▶ _TASK PROMPT_: Rewrite the lines below from the line containing "TARGET: bird's head" through the final line, both included. Leave each line as it is, except multiply every point coordinate by 0.2 and round to a whole number, rounding halves up.

▶ _GIVEN INFORMATION_:
— begin —

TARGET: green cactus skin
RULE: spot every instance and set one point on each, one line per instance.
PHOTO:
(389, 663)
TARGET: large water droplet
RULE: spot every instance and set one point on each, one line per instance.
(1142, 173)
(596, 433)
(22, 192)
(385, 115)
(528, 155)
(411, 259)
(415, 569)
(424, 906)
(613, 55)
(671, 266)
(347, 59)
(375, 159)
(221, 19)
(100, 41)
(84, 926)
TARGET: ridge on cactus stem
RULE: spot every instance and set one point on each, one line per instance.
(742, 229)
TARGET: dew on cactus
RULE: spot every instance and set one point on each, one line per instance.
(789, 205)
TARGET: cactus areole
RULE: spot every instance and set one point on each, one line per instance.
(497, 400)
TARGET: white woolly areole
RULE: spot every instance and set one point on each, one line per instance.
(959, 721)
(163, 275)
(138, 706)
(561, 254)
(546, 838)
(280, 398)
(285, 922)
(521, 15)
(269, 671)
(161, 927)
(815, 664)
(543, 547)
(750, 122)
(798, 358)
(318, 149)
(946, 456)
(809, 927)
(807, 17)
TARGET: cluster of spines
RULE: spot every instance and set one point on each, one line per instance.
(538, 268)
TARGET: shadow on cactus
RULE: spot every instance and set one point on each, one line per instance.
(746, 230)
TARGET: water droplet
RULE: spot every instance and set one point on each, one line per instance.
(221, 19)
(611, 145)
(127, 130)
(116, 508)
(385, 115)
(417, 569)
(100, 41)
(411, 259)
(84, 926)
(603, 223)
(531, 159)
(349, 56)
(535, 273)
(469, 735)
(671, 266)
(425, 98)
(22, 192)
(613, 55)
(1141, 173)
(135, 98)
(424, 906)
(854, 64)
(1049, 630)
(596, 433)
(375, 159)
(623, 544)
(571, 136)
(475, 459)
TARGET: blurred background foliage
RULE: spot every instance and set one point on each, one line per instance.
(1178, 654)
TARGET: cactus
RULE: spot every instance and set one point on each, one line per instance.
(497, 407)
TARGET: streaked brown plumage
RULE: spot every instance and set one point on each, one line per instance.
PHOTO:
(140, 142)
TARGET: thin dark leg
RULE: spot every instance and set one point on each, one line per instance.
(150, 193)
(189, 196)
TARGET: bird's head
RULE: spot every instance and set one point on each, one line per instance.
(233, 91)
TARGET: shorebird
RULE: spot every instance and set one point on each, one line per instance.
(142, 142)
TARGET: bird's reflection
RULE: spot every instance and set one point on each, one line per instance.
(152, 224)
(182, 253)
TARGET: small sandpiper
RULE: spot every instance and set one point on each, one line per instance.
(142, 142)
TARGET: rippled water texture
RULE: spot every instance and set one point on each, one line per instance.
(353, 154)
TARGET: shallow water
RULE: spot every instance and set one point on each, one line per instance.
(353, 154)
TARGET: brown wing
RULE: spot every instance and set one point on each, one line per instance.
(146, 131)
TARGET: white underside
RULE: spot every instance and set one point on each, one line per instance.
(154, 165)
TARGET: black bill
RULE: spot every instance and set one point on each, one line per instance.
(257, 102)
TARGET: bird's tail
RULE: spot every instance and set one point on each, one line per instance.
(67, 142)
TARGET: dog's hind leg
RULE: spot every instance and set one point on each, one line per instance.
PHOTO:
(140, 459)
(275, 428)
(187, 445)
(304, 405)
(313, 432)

— end —

▶ _RESPONSE FOR THIS EXERCISE_:
TARGET: bird's head
RULE: spot every instance and set one point on each, one line per instance.
(47, 18)
TARGET: shorebird
RULE: spot every instance and set one point on each, one line per instance.
(28, 28)
TARGET: bird's reflection
RULE: spot every instance and set one point on each, one line per instance.
(30, 45)
(36, 51)
TARGET: small sandpiper
RULE: spot every instance and set one point on each, one line per instance.
(28, 28)
TARGET: rippled water texture
RULE: spot every instance and set one point on each, one line per instance.
(71, 31)
TARGET: shallow water
RULE: spot every instance and set one point on each, one line per instance.
(71, 31)
TARGET: brown wing
RULE: spot every instance and set one point on each, one line per instance.
(29, 26)
TARGET: white underside
RULE: spot every instance and set one point on each, one line per instance.
(31, 33)
TARGET: black bill
RULE: spot every instance and set one point on each, one line per instance.
(51, 20)
TARGET: bird's tail
RULE: spot every instance and set one point on each, one line per instance.
(13, 28)
TARGET: dog's hind leg
RULE: spot every instance and set one point on each, one line per instance.
PHOTO:
(28, 92)
(55, 86)
(37, 89)
(61, 81)
(63, 86)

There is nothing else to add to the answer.